[TO BE DONE] Copy the records from the line with "Target: man in white shawl" through the end of the records, substituting "quilt" for "blanket" and changing nothing else.

[DATA SHOWN]
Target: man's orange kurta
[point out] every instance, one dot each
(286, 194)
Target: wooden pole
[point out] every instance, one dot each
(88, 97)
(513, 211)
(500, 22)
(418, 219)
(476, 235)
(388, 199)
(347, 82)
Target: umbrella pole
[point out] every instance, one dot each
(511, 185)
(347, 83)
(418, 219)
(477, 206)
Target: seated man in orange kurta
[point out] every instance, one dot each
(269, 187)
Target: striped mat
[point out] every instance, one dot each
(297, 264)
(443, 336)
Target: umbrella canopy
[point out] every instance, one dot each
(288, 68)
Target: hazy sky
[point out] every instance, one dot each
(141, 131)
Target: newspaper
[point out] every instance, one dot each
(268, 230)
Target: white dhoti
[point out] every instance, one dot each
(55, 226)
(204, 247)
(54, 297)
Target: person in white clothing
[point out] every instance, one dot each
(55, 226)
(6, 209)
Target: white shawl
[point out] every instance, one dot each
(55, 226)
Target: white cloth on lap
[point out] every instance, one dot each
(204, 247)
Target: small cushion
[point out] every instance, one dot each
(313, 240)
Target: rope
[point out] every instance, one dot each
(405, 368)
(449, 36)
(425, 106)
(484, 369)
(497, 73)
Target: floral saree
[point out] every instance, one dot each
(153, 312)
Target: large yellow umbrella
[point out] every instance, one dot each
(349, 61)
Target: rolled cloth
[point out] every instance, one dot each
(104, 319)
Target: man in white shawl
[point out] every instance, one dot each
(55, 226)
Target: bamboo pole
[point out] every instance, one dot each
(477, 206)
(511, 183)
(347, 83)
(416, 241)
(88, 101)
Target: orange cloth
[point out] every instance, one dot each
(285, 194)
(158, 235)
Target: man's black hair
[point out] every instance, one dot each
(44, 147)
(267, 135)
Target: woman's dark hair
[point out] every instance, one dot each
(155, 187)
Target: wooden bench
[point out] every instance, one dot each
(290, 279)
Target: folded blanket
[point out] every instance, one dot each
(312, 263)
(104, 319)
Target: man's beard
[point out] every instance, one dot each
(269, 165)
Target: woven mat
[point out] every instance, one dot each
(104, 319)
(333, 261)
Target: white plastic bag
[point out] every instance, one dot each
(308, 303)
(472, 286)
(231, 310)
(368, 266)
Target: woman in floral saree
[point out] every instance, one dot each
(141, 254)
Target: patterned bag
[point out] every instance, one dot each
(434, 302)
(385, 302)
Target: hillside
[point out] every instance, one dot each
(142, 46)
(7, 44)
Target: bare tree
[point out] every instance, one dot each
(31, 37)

[SOLUTION TO THE PROBLEM]
Target: man in white shawl
[point out] every instance, one dot each
(55, 226)
Target: bamboo pole
[point out] every instance, one dot each
(477, 206)
(511, 183)
(347, 83)
(416, 241)
(88, 101)
Target: orange cloth
[point out] every instance, one dot each
(285, 194)
(158, 235)
Target: man's black hair
[point out] every instance, one dot each
(44, 147)
(267, 135)
Target: woman's dark hair
[point out] every instance, one dot each
(155, 187)
Target: wooden bench
[point out] every instance, one dot each
(290, 279)
Target: folded quilt
[point out] every instance, one dot each
(312, 263)
(104, 319)
Target: man's beard
[point out] every instance, one dot each
(269, 165)
Target: woven mat
[point out] every instance, one dot each
(104, 319)
(333, 261)
Target: white plastic bag
[point out] every instance, one dot each
(308, 303)
(472, 286)
(231, 310)
(368, 266)
Target: woman in floral saree
[point out] every instance, one dot each
(141, 254)
Target: patterned bag
[point out] every instance, one dot each
(434, 302)
(385, 302)
Target: hillside
[point out] every instance, one dot each
(142, 46)
(7, 44)
Target: bare tree
[point out] every instance, one dot each
(31, 37)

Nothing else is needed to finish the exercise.